» SELECTED EXCERPT:

- Born: Novuyo Rosa Tshuma 28 January 1988 (age 38) Bulawayo, Zimbabwe
- Occupations: Writer; author;
- Notable work: House of Stone (2018)
- Website: novuyotshuma.com

= Novuyo Tshuma =

Zimbabwe-born writer and professor of creative writing (born 1988

Novuyo Rosa Tshuma (born 28 January 1988) is a Zimbabwe-born writer and professor of creative writing. She is the author of Shadows, a novella, and House of Stone, a novel.

==Biography==
Tshuma was born and grew up in Bulawayo, Zimbabwe. She completed her high-school education at Girls' College, Bulawayo, where she studied mathematics, physics, chemistry and French for her A Levels. She is an alumna of the University of the Witwatersrand, where she studied Economics and Finance. In 2009, her short story You in Paradise won the Intwasa Short Story Competition (now the Yvonne Vera Award) for short fiction. Tshuma's short stories have been featured in various anthologies, which include The Bed Book of Short Stories (Modjaji Books, 2010); A Life In Full and Other Stories: Caine Prize Anthology 2010 (New Internationalist, 2010) and Where to Now? Short Stories from Zimbabwe (amaBooks, 2011). More recently, her short fiction and non-fiction has been featured in McSweeney's, Ploughshares, The Displaced anthology edited by the Pulitzer Prize-winning author Viet Thanh Nguyen, and New Daughters of Africa (2019), edited by Margaret Busby. In 2013, she shot to recognition following the release of her collection Shadows, which was published by Kwela Books. Shadows was nominated at the 2014 Etisalat Prize for Literature and also won the Herman Charles Bosman Prize.

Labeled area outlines
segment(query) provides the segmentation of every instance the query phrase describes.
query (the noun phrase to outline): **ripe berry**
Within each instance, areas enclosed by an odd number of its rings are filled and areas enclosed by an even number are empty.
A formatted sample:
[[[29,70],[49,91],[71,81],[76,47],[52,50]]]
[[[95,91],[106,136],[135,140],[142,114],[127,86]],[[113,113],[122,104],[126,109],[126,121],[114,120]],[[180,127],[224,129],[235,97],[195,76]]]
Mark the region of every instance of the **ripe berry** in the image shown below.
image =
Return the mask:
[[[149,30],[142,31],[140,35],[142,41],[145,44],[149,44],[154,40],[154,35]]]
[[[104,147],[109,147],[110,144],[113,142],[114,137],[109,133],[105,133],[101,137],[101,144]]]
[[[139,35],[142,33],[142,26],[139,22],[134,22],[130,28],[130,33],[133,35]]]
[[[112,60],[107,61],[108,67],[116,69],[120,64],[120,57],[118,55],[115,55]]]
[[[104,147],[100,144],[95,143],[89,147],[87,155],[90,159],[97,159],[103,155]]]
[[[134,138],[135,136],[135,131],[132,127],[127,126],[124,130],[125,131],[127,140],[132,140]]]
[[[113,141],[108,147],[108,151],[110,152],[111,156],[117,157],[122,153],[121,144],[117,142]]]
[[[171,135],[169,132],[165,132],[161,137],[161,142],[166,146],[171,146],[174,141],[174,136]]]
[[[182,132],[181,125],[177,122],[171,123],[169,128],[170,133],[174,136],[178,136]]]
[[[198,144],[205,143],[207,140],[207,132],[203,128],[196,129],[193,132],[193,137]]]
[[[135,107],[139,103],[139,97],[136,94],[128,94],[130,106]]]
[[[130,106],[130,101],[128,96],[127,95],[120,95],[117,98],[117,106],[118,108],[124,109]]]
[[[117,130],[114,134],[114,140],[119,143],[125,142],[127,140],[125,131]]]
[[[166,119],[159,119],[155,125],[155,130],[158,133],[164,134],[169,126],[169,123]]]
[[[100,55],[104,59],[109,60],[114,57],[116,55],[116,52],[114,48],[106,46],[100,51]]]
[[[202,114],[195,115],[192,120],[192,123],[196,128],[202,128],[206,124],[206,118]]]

» EXERCISE DESCRIPTION: Print the Novuyo Tshuma biography above again in full, word for word.

» RESPONSE:
- Born: Novuyo Rosa Tshuma 28 January 1988 (age 38) Bulawayo, Zimbabwe
- Occupations: Writer; author;
- Notable work: House of Stone (2018)
- Website: novuyotshuma.com

= Novuyo Tshuma =

Zimbabwe-born writer and professor of creative writing (born 1988

Novuyo Rosa Tshuma (born 28 January 1988) is a Zimbabwe-born writer and professor of creative writing. She is the author of Shadows, a novella, and House of Stone, a novel.

==Biography==
Tshuma was born and grew up in Bulawayo, Zimbabwe. She completed her high-school education at Girls' College, Bulawayo, where she studied mathematics, physics, chemistry and French for her A Levels. She is an alumna of the University of the Witwatersrand, where she studied Economics and Finance. In 2009, her short story You in Paradise won the Intwasa Short Story Competition (now the Yvonne Vera Award) for short fiction. Tshuma's short stories have been featured in various anthologies, which include The Bed Book of Short Stories (Modjaji Books, 2010); A Life In Full and Other Stories: Caine Prize Anthology 2010 (New Internationalist, 2010) and Where to Now? Short Stories from Zimbabwe (amaBooks, 2011). More recently, her short fiction and non-fiction has been featured in McSweeney's, Ploughshares, The Displaced anthology edited by the Pulitzer Prize-winning author Viet Thanh Nguyen, and New Daughters of Africa (2019), edited by Margaret Busby. In 2013, she shot to recognition following the release of her collection Shadows, which was published by Kwela Books. Shadows was nominated at the 2014 Etisalat Prize for Literature and also won the Herman Charles Bosman Prize.